Texto extraído:
Kanaan comemora a vitória nas 500 Milhas de Indianápolis após 12 tentativas. |
Domingo
passado, o brasileiro Tony Kanaan finalmente conquistou a vitória que mais
fazia falta em sua carreira no campeonato da Indy Racing League: venceu as 500 Milhas de
Indianápolis. Com isto, tornou-se o 4° piloto brasileiro a conquistar tal
feito, obtido pela primeira vez em 1989, quando Émerson Fittipaldi, nosso
grande pioneiro em títulos no automobilismo mundial, venceu pela primeira vez
na Brickyard Line, após uma disputa ferrenha com Al Unser Jr. nas voltas finais,
que terminou, assim como o triunfo de Tony, sob bandeira amarela, com a batida
de “little” Al no muro após tocar rodas com Émerson na luta pela liderança da
corrida.
Émerson
ainda venceria a corrida uma segunda vez, em 1993, data que comemorou 20 anos
esta semana. Depois disso, seria preciso esperar até 2001, quando Hélio Castro
Neves se tornaria o segundo brasileiro a vencer a mítica prova, feito que
repetiria no ano seguinte, em 2002, quando igualou a marca de Émerson. Em 2003,
Gil de Ferran se juntaria ao grupo, perfilando nada menos de 3 vitórias
brasileiras no oval mais famoso do mundo. Estaria a Indy500 rendendo-se ao
talento brasileiro? Nem tanto. De lá para cá, apenas em 2009 voltaríamos a
celebrar um triunfo na prova, novamente com Helinho, que naquele ano significou
muito mais do que apenas vencer pela 3ª vez, pois algumas semanas antes havia
sido absolvido de um processo de evasão de divisas movido pelo fisco americano,
e com perspectivas, no caso de condenação, de encerrar prematuramente sua carreira
de piloto. E agora, Tony, finalmente à 12ª tentativa, finalmente chegou lá, e
com muito merecimento.

Extrato de dados:
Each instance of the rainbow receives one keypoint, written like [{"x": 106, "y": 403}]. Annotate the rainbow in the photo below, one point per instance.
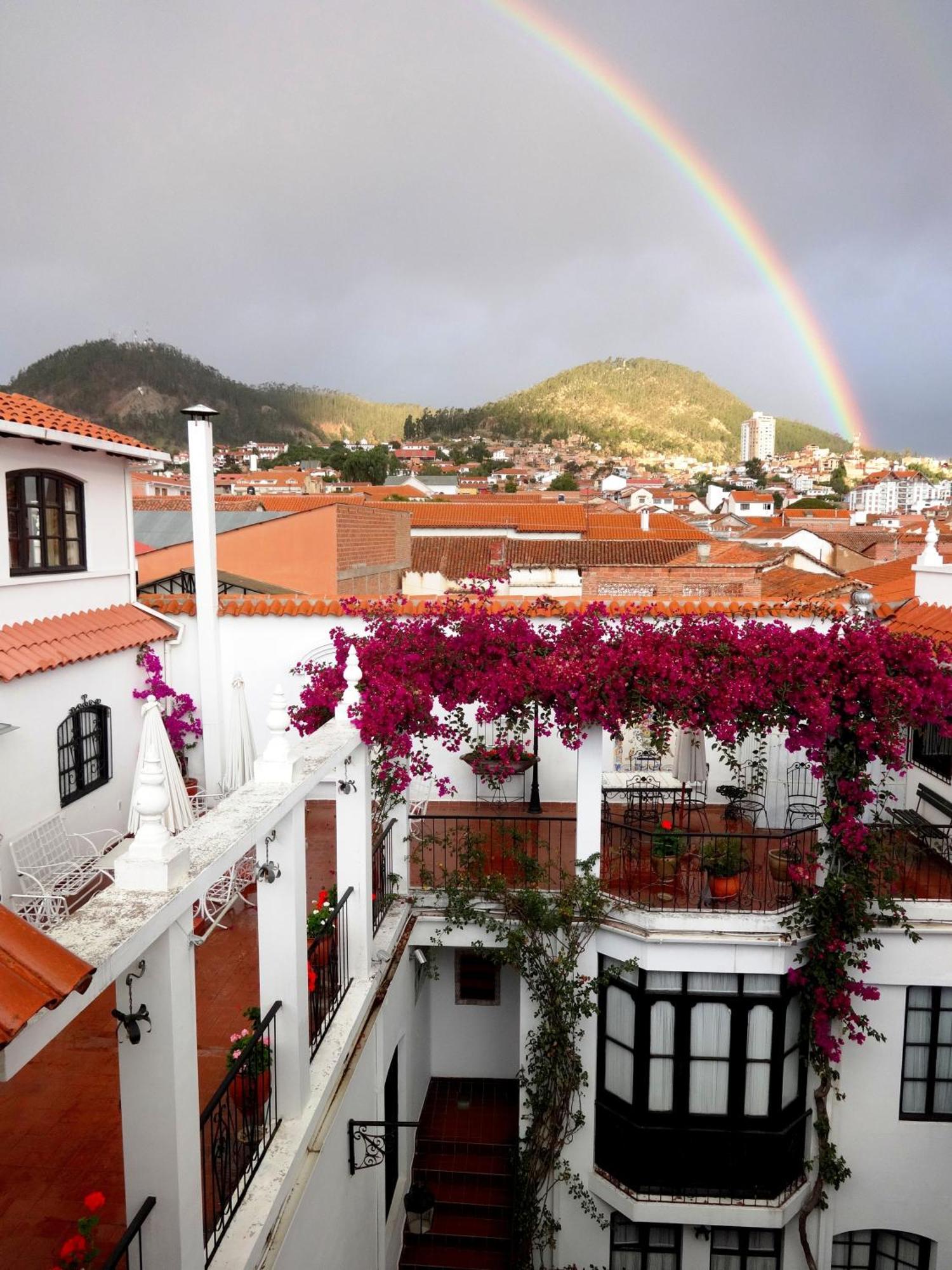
[{"x": 717, "y": 194}]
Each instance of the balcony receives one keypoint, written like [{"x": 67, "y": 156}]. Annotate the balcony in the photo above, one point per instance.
[{"x": 718, "y": 1165}]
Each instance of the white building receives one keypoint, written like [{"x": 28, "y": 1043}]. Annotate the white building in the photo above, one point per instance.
[
  {"x": 697, "y": 1113},
  {"x": 758, "y": 438}
]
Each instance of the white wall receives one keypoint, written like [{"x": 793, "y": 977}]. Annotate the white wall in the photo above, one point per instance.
[
  {"x": 30, "y": 784},
  {"x": 340, "y": 1220},
  {"x": 473, "y": 1041},
  {"x": 110, "y": 575}
]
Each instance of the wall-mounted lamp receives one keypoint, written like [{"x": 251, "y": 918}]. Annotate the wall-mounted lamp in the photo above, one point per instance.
[
  {"x": 270, "y": 872},
  {"x": 131, "y": 1022}
]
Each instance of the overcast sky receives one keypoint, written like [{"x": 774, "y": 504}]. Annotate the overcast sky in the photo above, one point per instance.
[{"x": 413, "y": 200}]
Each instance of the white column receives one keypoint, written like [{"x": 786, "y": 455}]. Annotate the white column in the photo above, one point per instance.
[
  {"x": 588, "y": 798},
  {"x": 206, "y": 562},
  {"x": 282, "y": 958},
  {"x": 354, "y": 806},
  {"x": 159, "y": 1095},
  {"x": 402, "y": 848}
]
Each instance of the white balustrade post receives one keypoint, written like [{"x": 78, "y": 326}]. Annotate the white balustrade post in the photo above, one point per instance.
[
  {"x": 161, "y": 1109},
  {"x": 282, "y": 958},
  {"x": 154, "y": 860},
  {"x": 277, "y": 764},
  {"x": 588, "y": 798},
  {"x": 355, "y": 864}
]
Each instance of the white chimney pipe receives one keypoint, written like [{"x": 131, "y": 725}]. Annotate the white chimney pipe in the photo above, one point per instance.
[{"x": 206, "y": 562}]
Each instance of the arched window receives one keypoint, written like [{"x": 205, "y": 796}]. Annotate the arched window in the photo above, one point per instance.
[
  {"x": 880, "y": 1250},
  {"x": 84, "y": 750},
  {"x": 45, "y": 523}
]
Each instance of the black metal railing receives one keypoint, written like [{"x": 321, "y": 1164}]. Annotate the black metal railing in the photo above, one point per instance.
[
  {"x": 328, "y": 973},
  {"x": 383, "y": 872},
  {"x": 704, "y": 1165},
  {"x": 690, "y": 869},
  {"x": 237, "y": 1128},
  {"x": 525, "y": 850},
  {"x": 128, "y": 1254}
]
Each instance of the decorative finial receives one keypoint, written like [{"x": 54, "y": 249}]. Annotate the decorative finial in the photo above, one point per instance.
[{"x": 352, "y": 678}]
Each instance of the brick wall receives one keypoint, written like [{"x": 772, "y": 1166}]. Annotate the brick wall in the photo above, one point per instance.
[
  {"x": 374, "y": 551},
  {"x": 700, "y": 584}
]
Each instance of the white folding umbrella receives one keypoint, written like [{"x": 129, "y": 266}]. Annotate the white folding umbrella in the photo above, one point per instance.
[
  {"x": 155, "y": 744},
  {"x": 690, "y": 756},
  {"x": 241, "y": 756}
]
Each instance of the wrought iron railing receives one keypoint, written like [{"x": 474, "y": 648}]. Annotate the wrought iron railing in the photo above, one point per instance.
[
  {"x": 237, "y": 1128},
  {"x": 128, "y": 1254},
  {"x": 525, "y": 850},
  {"x": 328, "y": 973},
  {"x": 690, "y": 869},
  {"x": 383, "y": 868}
]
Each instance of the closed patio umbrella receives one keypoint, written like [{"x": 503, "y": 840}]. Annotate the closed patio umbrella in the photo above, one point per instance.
[
  {"x": 155, "y": 744},
  {"x": 690, "y": 756},
  {"x": 241, "y": 754}
]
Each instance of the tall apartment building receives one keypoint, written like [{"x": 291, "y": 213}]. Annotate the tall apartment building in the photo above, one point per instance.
[{"x": 758, "y": 438}]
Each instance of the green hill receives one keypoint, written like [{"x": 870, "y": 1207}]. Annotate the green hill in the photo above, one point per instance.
[
  {"x": 140, "y": 389},
  {"x": 629, "y": 406},
  {"x": 626, "y": 404}
]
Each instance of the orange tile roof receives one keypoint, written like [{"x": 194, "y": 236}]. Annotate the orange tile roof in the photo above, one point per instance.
[
  {"x": 312, "y": 606},
  {"x": 17, "y": 408},
  {"x": 36, "y": 973},
  {"x": 921, "y": 619},
  {"x": 662, "y": 525},
  {"x": 51, "y": 642}
]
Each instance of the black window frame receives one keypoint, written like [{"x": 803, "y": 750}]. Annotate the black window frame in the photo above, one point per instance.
[
  {"x": 74, "y": 759},
  {"x": 934, "y": 1045},
  {"x": 741, "y": 1004},
  {"x": 876, "y": 1252},
  {"x": 488, "y": 973},
  {"x": 18, "y": 507},
  {"x": 643, "y": 1241},
  {"x": 743, "y": 1253},
  {"x": 937, "y": 764}
]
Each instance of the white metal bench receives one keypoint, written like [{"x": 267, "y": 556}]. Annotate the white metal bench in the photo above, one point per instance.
[{"x": 55, "y": 866}]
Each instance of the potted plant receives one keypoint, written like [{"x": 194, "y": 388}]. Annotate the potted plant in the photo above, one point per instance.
[
  {"x": 321, "y": 920},
  {"x": 667, "y": 849},
  {"x": 725, "y": 862},
  {"x": 252, "y": 1088}
]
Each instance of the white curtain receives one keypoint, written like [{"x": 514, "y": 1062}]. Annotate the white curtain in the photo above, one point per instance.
[
  {"x": 757, "y": 1092},
  {"x": 661, "y": 1088},
  {"x": 791, "y": 1048},
  {"x": 710, "y": 1055},
  {"x": 155, "y": 741}
]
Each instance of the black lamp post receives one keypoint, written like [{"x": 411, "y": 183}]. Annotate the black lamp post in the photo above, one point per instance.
[{"x": 535, "y": 801}]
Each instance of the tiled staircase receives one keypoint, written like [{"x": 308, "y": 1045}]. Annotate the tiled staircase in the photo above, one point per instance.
[{"x": 465, "y": 1153}]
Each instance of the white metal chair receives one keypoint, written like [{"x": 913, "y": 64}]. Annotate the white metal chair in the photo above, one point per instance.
[{"x": 55, "y": 866}]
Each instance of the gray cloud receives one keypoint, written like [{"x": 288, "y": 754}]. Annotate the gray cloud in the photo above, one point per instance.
[{"x": 416, "y": 201}]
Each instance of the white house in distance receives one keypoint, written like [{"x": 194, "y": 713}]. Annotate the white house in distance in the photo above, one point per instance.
[
  {"x": 70, "y": 625},
  {"x": 758, "y": 438},
  {"x": 699, "y": 1104}
]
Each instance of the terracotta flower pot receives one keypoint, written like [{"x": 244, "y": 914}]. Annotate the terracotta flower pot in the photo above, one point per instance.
[
  {"x": 725, "y": 888},
  {"x": 251, "y": 1093}
]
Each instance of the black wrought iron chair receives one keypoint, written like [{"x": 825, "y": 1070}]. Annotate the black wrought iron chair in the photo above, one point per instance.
[
  {"x": 803, "y": 797},
  {"x": 694, "y": 801},
  {"x": 753, "y": 805}
]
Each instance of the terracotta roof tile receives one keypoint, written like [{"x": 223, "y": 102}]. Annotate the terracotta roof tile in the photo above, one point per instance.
[
  {"x": 36, "y": 973},
  {"x": 51, "y": 642},
  {"x": 17, "y": 408}
]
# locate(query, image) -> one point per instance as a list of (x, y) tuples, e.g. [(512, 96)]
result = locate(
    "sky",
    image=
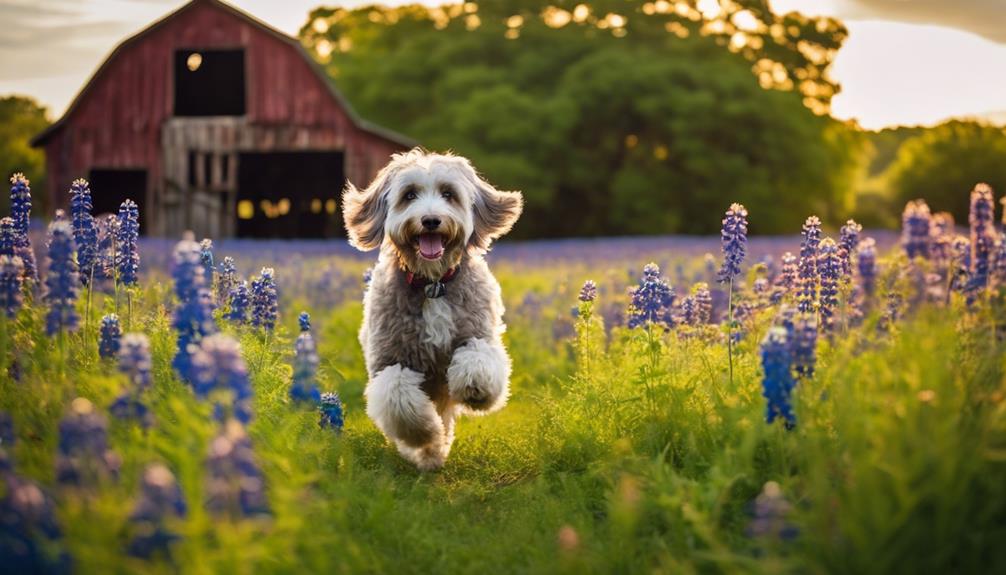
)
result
[(905, 61)]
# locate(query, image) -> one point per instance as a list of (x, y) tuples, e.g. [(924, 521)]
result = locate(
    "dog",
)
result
[(433, 315)]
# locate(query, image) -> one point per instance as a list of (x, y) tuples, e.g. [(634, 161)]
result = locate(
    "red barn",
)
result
[(212, 121)]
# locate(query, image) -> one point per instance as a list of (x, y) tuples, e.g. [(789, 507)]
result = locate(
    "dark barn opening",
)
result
[(289, 194), (209, 82), (110, 188)]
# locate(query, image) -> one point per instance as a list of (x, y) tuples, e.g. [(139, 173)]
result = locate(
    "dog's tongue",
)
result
[(431, 245)]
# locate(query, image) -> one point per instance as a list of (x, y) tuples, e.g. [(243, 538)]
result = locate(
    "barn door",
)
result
[(289, 194)]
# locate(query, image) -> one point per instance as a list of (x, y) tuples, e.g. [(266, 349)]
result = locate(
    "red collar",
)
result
[(421, 282)]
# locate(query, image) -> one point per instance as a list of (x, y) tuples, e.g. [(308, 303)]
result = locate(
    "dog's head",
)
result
[(431, 208)]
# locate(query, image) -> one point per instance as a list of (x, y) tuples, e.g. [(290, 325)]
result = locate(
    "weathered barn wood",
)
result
[(185, 100)]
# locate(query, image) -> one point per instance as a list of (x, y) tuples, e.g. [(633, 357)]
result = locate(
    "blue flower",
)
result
[(804, 346), (235, 485), (807, 272), (265, 306), (206, 257), (778, 382), (589, 293), (652, 300), (866, 265), (6, 236), (240, 302), (128, 256), (85, 232), (193, 318), (830, 267), (85, 457), (983, 238), (305, 386), (734, 240), (20, 212), (109, 343), (848, 239), (218, 369), (332, 415), (225, 280), (61, 280), (11, 275), (160, 498), (915, 236)]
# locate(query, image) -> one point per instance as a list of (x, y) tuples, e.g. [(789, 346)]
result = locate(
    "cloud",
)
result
[(986, 18)]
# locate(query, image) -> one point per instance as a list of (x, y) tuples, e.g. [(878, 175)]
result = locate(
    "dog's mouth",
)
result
[(431, 245)]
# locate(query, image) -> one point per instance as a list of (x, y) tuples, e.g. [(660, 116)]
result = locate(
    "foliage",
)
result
[(621, 118), (21, 119), (945, 162)]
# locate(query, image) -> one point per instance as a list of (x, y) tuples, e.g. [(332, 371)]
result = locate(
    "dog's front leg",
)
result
[(405, 414), (479, 375)]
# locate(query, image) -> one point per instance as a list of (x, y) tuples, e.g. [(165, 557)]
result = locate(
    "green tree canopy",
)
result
[(943, 164), (612, 117), (21, 118)]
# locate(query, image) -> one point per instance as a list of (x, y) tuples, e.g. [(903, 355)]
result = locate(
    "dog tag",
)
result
[(435, 290)]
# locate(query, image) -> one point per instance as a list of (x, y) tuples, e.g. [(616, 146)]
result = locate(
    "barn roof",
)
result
[(360, 123)]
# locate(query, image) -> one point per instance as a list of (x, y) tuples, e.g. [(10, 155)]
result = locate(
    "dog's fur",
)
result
[(430, 360)]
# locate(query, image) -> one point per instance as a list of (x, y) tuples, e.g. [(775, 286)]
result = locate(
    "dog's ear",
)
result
[(364, 211), (495, 212)]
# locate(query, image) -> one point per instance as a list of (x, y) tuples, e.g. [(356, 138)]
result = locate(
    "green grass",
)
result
[(636, 447)]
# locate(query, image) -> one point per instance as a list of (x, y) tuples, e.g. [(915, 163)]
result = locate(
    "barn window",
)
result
[(209, 82)]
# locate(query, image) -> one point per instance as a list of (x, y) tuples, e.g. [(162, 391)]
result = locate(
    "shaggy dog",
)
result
[(433, 314)]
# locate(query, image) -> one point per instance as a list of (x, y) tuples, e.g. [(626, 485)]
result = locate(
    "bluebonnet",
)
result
[(332, 415), (830, 268), (305, 386), (915, 222), (61, 280), (807, 272), (20, 212), (11, 275), (218, 369), (240, 302), (848, 240), (770, 516), (85, 232), (127, 244), (206, 257), (803, 346), (778, 382), (193, 318), (734, 239), (235, 485), (265, 306), (6, 236), (225, 280), (160, 498), (866, 265), (983, 239), (111, 336), (28, 529), (135, 363), (589, 293), (85, 457), (652, 300)]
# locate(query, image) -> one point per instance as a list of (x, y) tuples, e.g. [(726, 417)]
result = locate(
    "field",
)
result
[(622, 449)]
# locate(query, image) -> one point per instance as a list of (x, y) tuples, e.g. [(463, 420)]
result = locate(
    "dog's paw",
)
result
[(479, 375)]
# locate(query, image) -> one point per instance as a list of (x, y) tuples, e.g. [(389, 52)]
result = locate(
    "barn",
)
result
[(213, 122)]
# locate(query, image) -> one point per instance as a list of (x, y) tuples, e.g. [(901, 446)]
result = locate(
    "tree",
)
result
[(21, 118), (943, 164), (613, 117)]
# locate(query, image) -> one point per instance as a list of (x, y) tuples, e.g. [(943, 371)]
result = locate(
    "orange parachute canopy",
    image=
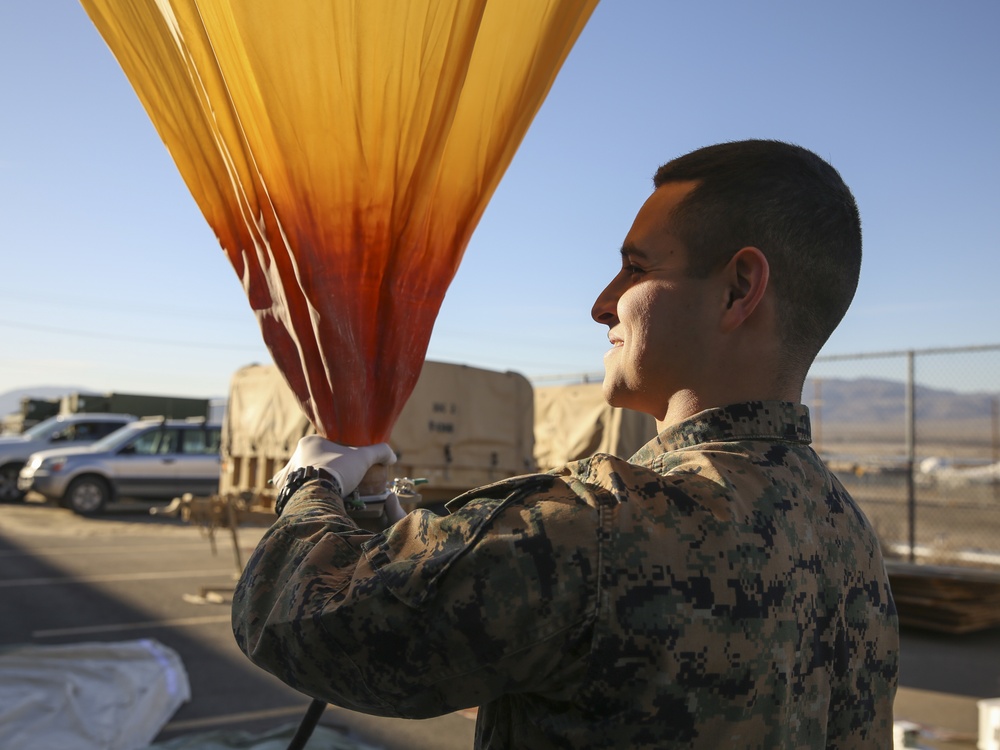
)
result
[(343, 152)]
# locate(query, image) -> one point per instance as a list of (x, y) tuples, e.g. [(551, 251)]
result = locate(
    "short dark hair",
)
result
[(793, 206)]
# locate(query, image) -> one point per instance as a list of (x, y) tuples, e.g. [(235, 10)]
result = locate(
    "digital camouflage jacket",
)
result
[(719, 590)]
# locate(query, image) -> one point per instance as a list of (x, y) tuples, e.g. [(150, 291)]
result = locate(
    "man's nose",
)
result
[(605, 309)]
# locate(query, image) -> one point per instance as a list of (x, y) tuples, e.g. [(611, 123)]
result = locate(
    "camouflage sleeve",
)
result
[(432, 615)]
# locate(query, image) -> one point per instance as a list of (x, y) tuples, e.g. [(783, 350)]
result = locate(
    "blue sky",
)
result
[(112, 281)]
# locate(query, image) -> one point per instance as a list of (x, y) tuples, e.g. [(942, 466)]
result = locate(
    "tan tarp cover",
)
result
[(462, 427), (574, 421), (89, 696)]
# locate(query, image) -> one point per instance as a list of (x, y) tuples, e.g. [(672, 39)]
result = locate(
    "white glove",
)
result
[(348, 465)]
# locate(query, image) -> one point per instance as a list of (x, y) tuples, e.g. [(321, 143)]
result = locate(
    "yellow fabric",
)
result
[(343, 152)]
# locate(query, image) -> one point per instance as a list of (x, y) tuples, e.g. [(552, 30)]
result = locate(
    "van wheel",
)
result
[(9, 493), (87, 496)]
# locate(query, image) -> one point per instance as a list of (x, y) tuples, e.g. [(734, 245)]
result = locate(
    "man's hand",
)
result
[(349, 465)]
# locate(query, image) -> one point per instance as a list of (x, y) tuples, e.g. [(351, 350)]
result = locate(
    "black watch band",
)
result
[(299, 477)]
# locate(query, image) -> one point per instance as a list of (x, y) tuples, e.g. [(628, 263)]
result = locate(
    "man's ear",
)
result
[(747, 274)]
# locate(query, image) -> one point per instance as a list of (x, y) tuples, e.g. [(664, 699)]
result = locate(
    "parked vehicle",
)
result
[(149, 459), (60, 431)]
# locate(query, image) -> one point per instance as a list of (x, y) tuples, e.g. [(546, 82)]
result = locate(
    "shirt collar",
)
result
[(751, 420)]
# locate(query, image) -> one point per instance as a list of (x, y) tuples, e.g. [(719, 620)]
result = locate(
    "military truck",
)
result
[(461, 427), (574, 421)]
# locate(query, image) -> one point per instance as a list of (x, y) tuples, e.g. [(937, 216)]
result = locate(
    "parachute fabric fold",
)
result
[(343, 153)]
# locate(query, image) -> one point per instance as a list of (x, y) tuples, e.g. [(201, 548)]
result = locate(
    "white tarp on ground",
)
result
[(105, 696)]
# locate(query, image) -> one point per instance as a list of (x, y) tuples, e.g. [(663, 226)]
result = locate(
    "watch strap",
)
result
[(300, 476)]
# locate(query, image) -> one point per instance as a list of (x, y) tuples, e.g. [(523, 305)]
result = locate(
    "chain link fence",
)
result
[(915, 437)]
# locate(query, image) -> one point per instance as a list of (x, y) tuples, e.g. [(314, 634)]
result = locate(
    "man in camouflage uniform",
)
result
[(720, 589)]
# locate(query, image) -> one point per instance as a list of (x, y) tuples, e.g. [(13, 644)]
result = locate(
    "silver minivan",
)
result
[(150, 459)]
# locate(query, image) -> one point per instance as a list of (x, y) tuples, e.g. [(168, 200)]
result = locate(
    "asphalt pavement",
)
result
[(130, 575)]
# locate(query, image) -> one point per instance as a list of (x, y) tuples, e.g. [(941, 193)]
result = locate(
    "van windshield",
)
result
[(119, 437)]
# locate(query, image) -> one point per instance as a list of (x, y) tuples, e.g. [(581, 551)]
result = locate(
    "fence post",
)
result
[(911, 453)]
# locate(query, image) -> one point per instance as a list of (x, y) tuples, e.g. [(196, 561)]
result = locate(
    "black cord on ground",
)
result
[(307, 725)]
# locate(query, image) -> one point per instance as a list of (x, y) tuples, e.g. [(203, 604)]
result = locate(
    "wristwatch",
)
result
[(299, 477)]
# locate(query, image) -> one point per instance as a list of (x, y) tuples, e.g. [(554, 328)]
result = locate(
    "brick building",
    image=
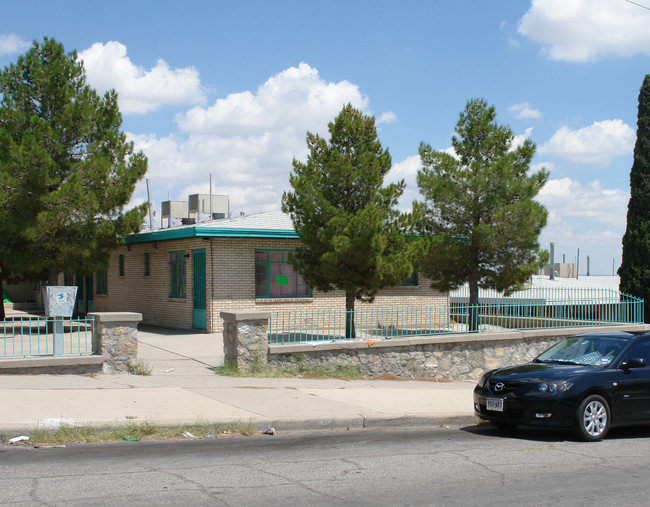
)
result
[(184, 276)]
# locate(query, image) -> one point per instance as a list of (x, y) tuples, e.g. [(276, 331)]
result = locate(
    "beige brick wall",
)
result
[(230, 284)]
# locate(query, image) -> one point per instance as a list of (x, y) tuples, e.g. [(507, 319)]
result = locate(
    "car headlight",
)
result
[(554, 387)]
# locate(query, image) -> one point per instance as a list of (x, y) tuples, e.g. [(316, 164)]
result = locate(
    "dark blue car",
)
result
[(588, 383)]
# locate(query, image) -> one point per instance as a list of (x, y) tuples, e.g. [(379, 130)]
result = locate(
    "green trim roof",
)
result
[(271, 224)]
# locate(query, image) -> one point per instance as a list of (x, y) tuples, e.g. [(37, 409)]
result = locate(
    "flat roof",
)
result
[(270, 224)]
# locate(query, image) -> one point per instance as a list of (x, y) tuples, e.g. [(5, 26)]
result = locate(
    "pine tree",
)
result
[(352, 232), (478, 208), (635, 265), (66, 169)]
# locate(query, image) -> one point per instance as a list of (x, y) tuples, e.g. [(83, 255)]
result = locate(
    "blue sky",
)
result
[(231, 88)]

Desafios:
(a) Liste os pilotos brasileiros que, segundo o texto sobre as 500 Milhas de Indianápolis, venceram essa prova.
(b) Nos registros, comece na linha que contém "e.g. [(943, 371)]" e termine depois da linha que contém "[(793, 206)]". Reproduza esse trecho com os pedidos, aumentando em 61 cada coordenada das respostas, e deixe as imagens de fora.
Os registros não têm nenhuma relação com o texto.

Resultados obtidos:
(a)
Émerson Fittipaldi
Hélio Castro Neves
Gil de Ferran
Tony Kanaan

(b)
# locate(query, image) -> one point per instance as a list of (x, y) tuples, e.g. [(943, 371)]
result = locate(
    "orange parachute canopy",
    image=
)
result
[(404, 213)]
# locate(query, image) -> one point per instance as a list of (x, y) tuples, e.g. [(551, 251)]
result = locate(
    "short dark hair",
)
result
[(854, 267)]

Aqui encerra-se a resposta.